Una cosa es el poder representativo, la democracia representativa de base electoral, esencia de la democracia burguesa, donde el pueblo “delega” su poder, su autoridad y su suerte en sus “representantes”, quienes salen del pueblo y van a ocupar el poder central en sus distintas ramas y aparatos. Otra cosa es el poder del pueblo, el pueblo en el poder, abajo, sin delegados ni representantes, autónomo, soberano, dueño de su destino, con autoridad y control sobre un territorio también autónomo, de tipo local y/o regional. Un poder que bien puede tener una cabeza, pero que es nada sin su cuerpo, el conjunto del pueblo. Cabeza que, por tanto, no puede separarse del cuerpo sin decapitarse, pues sin él es impotente.
No puedo dejar de pensar que una de las causas del resultado de los procesos revolucionarios vividos en los países exsocialistas está en la política de construir estados por completo centralizados, una de las características que asumió la lucha de clases en ellos e instrumento de la burguesía y demás clases dominantes para retener el poder. En Rusia, después de la toma del poder central, los bolcheviques tuvieron que conquistar el resto del país, en muchos casos por la guerra. Esa fue la política de Stalin en los últimos años de la década del veinte: la conquista violenta de la enorme mayoría de la Rusia rural, la conquista de los campesinos y la imposición del poder central sobre ellos. Allí, la política inicial de “todo el poder para los soviets”, para los obreros, los campesinos, los soldados organizados en la base y por todo el país, se transformó en la realidad de un Soviet Supremo, central y todo poderoso y, más tarde, en la dictadura centralizada del partido único.

__Material proporcionado__
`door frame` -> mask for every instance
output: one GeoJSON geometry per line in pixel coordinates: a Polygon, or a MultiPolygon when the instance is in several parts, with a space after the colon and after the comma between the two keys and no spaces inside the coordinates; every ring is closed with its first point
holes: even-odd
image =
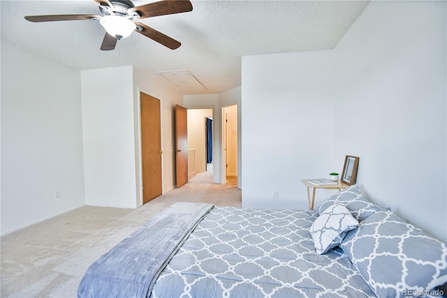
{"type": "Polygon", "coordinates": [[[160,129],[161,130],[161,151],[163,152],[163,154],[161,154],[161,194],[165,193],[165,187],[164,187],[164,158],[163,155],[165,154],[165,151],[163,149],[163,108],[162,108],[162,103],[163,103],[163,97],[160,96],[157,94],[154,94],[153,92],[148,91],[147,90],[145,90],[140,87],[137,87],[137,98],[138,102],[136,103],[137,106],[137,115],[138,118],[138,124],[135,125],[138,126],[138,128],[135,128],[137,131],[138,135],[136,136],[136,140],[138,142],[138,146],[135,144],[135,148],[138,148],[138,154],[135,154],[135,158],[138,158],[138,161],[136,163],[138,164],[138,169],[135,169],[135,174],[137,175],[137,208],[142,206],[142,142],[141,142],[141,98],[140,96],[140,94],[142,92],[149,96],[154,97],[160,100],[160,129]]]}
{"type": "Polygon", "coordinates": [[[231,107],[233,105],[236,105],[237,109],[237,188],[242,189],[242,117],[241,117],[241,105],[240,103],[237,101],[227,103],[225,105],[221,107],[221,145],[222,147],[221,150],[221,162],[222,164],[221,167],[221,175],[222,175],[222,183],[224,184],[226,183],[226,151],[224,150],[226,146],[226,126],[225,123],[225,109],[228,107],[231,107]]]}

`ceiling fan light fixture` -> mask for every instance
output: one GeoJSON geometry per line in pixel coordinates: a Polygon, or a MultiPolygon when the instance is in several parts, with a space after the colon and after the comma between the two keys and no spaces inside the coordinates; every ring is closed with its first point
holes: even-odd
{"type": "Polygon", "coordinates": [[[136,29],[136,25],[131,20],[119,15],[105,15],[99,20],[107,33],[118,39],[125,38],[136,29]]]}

__Objetivos__
a. En el texto sobre el poder popular, ¿en qué consistió la política de Stalin en los últimos años de la década del veinte?
b. Completa la parte siguiente del texto sobre el poder popular, a partir de donde se detiene.

__Resultados por tarea__
a. En la conquista violenta de la enorme mayoría de la Rusia rural, la conquista de los campesinos y la imposición del poder central sobre ellos.

b.
En China, se construyó, primero, poder en el pueblo, en su seno, poco a poco, por todo el país, y este poder, armado, derribó la república centralizada de los imperialistas y las clases dominantes. Pero, luego, el poder no volvió al pueblo. Se asentó en el centro para permanecer en él. Y allí se quedó.
En sus últimos años, Mao Tsetung vio los resultados e intentó dar marcha atrás. El pueblo, en sus bases, abajo, pudo tomar en sus manos el mando en sus sitios de trabajo, de habitación, de estudio, pudo acceder a la dirección de su destino. Se acusó a Mao de destruir el poder central, desbaratar el aparato centralizado de gobierno, destrozar el partido, máxima instancia centralizadora y excluyente. Y era cierto. Pero lo que los burgueses veían como el caos y la anarquía era, en verdad, el poder del pueblo organizado en gobiernos locales, el poder de los obreros, los campesinos, los estudiantes en sus sitios de trabajo y de vida, la autonomía y autosuficiencia, en lo fundamental, en las comunas populares y en las empresas.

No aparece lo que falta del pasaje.